- _WHAT THE TASK REQUIRES_
Return each line of the entries below that contains the string "target", matching case exactly.

- _MATERIAL FOR THE TASK_
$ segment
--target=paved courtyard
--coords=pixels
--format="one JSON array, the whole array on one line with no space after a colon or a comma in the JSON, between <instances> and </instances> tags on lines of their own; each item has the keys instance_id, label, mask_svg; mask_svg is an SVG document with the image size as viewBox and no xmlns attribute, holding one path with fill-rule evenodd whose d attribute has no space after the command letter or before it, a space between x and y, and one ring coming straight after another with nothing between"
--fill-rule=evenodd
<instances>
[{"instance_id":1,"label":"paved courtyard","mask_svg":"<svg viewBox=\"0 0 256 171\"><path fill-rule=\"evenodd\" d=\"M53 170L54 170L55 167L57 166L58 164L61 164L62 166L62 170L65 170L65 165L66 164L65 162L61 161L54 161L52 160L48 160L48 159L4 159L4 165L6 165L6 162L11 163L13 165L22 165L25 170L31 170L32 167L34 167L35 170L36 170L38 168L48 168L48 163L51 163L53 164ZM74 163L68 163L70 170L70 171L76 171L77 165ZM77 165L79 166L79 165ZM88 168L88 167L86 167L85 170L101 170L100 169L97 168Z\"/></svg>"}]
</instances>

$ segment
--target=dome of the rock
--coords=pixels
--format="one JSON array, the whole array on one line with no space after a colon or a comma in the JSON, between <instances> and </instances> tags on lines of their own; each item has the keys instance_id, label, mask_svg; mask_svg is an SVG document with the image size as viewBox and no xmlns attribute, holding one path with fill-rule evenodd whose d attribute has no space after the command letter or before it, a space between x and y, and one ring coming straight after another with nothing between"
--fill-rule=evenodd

- _RESULT OF THIS TASK_
--target=paved courtyard
--target=dome of the rock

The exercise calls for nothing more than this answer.